[Opening Data for the task section]
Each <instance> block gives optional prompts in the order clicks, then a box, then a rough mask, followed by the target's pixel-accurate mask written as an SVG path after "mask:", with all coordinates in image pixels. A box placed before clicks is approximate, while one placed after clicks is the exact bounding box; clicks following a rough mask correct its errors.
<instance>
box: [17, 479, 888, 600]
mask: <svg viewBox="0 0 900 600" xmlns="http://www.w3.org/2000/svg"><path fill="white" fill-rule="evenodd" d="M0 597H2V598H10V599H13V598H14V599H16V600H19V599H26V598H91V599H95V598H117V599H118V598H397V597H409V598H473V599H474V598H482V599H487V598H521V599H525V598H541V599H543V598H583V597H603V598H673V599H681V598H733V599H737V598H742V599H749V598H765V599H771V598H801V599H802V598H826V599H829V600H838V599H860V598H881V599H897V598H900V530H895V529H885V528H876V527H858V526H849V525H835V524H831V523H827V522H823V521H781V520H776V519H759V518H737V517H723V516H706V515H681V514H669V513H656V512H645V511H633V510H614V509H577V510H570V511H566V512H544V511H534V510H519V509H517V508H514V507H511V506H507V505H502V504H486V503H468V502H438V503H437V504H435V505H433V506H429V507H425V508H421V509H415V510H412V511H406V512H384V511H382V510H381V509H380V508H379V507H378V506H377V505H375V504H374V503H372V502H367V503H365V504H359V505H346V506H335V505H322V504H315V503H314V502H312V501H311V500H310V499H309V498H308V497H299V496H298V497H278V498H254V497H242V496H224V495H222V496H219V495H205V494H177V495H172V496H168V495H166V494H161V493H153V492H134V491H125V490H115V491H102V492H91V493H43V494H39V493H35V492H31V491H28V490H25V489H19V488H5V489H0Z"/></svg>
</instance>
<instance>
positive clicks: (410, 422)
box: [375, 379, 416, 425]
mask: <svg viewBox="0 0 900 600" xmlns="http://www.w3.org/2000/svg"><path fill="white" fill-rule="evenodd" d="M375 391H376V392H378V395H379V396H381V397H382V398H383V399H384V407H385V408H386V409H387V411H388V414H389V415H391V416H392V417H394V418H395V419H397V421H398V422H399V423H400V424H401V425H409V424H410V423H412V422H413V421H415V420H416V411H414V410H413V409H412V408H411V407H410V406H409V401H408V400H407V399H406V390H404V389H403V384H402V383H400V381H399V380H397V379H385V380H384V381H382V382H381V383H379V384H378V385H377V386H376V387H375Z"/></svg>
[Closing Data for the task section]
What to do: All entries should be restated word for word.

Answer box:
Each <instance> block gives optional prompts in the order clicks, then a box, then a rough mask, followed by the target's pixel-accurate mask written as an SVG path after "mask:", with all coordinates in image pixels. A box placed before clicks is approximate, while one placed after clicks is the exact bounding box; clicks following a rough mask correct its errors.
<instance>
box: [17, 479, 888, 600]
mask: <svg viewBox="0 0 900 600" xmlns="http://www.w3.org/2000/svg"><path fill="white" fill-rule="evenodd" d="M0 597H2V598H10V599H13V598H14V599H16V600H19V599H26V598H91V599H95V598H117V599H118V598H397V597H409V598H473V599H474V598H482V599H487V598H521V599H525V598H541V599H543V598H583V597H603V598H673V599H681V598H733V599H737V598H742V599H749V598H765V599H771V598H801V599H802V598H826V599H829V600H838V599H860V598H881V599H897V598H900V530H895V529H885V528H876V527H858V526H849V525H835V524H831V523H827V522H823V521H781V520H776V519H759V518H737V517H723V516H706V515H681V514H669V513H656V512H645V511H633V510H614V509H577V510H570V511H566V512H544V511H534V510H519V509H517V508H514V507H511V506H507V505H502V504H486V503H468V502H438V503H437V504H435V505H433V506H429V507H425V508H421V509H415V510H412V511H406V512H384V511H382V510H381V509H380V508H379V507H378V506H377V505H375V504H374V503H372V502H367V503H365V504H359V505H346V506H335V505H322V504H315V503H314V502H312V501H311V500H310V499H309V498H308V497H299V496H298V497H278V498H254V497H242V496H224V495H222V496H219V495H205V494H177V495H172V496H168V495H166V494H161V493H153V492H134V491H125V490H115V491H102V492H91V493H43V494H39V493H35V492H31V491H28V490H25V489H19V488H5V489H0Z"/></svg>
</instance>
<instance>
positive clicks: (410, 422)
box: [375, 379, 416, 425]
mask: <svg viewBox="0 0 900 600" xmlns="http://www.w3.org/2000/svg"><path fill="white" fill-rule="evenodd" d="M375 391H376V392H378V395H379V396H381V397H382V398H383V399H384V407H385V408H386V409H387V411H388V414H389V415H391V416H392V417H394V418H395V419H397V421H398V422H399V423H400V424H401V425H409V424H410V423H412V422H413V421H415V420H416V411H414V410H413V409H412V408H411V407H410V406H409V401H408V400H407V399H406V390H404V389H403V384H402V383H400V381H399V380H397V379H385V380H384V381H382V382H381V383H379V384H378V385H377V386H376V387H375Z"/></svg>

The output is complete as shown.